**Work request A:** Translate this sentence from the passage about the UKHSA's refusal to release data into Spanish: "The UKHSA initially refused on the grounds that randomising dates constituted “creating new data” – an argument demolished by existing case law."
**Work request B:** Continue the passage below about the UKHSA's refusal to release data, starting after its final sentence.

**Selected excerpt:**

The UKHSA initially refused on the grounds that randomising dates constituted “creating new data” – an argument demolished by existing case law. When that failed, the agency pivoted repeatedly:

  • First: privacy concerns and risk of “jigsaw identification”

  • Then: public safety – claiming release could cause “mental distress” to bereaved families or incite violence against doctors and scientists

  • Finally: the surreal assertion that checking the data for re-identification risks would take one person 76 years to complete (a figure eerily identical to the FDA’s excuse for delaying Pfizer trial documents)

The tribunal ultimately accepted the “health and safety” argument – that the spreadsheet, if released, could somehow be misused by “anti-vaxxers” to harass relatives or fuel threats – despite no evidence being presented that this has ever happened anywhere in the world where similar data is public.

**Extracted entries:**
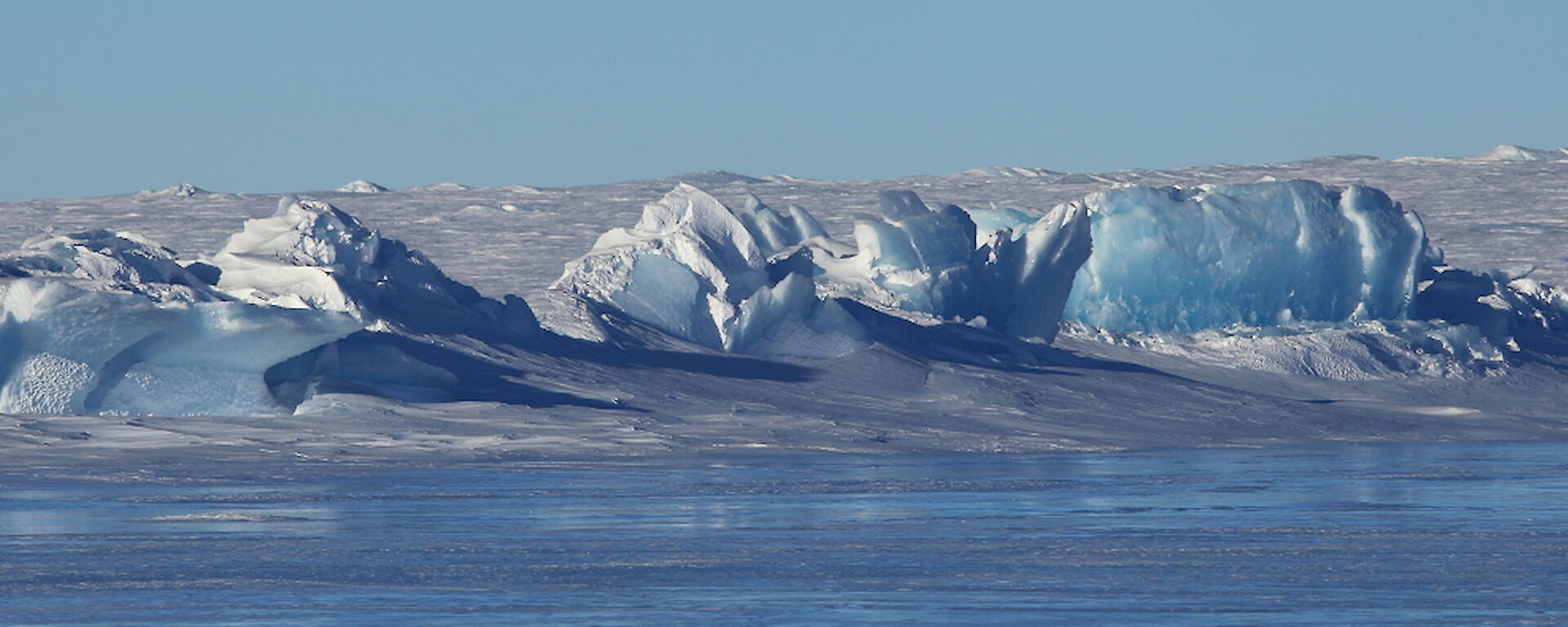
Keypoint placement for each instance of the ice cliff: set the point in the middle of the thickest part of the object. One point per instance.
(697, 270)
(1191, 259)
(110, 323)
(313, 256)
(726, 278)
--
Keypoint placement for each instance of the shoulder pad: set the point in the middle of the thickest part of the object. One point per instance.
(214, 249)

**Task result A:** Inicialmente, la UKHSA se negó alegando que aleatorizar las fechas constituía «crear nuevos datos», un argumento desmontado por la jurisprudencia existente.

**Task result B:**
Secret hearings and cherry-picked evidence

Some parts of the case were heard in closed sessions from which Dr Craig was excluded. She were given only “gists” of the secret evidence presented to the judge. Most controversially, a witness statement from eminent psychotherapist Dr Christian Buckland – arguing that truth and transparency are psychologically protective and that openness prevents, rather than causes, distress – was ruled inadmissible and excluded from the official bundle. Astonishingly, the judge later quoted from the excluded statement in his written decision, selectively stitching together phrases to suggest the exact opposite of Dr Buckland’s professional opinion.

International comparisons expose the absurdity

While British authorities claim the data is too “dangerous” to release, other countries have published far more detailed record-level information without incident:

  • The Czech Republic has had fully public, highly granular vaccination–death data available for years. Independent analyses have been conducted; no harassment, no violence, no mental-health crisis among the bereaved has ensued.

  • A brand-new Royal Society Open Science paper (November 2025) on German regional data – where vaccination rates varied dramatically – clearly demonstrates higher all-cause mortality in highly vaccinated areas after 2021, using districts as their own historical controls.

Excess deaths and the disappearing statistics

Dr Craig highlighted the suspicious timing:

  • In 2023 the Office for National Statistics (ONS) abruptly stopped publishing deaths by vaccination status – data that had started to show concerning trends.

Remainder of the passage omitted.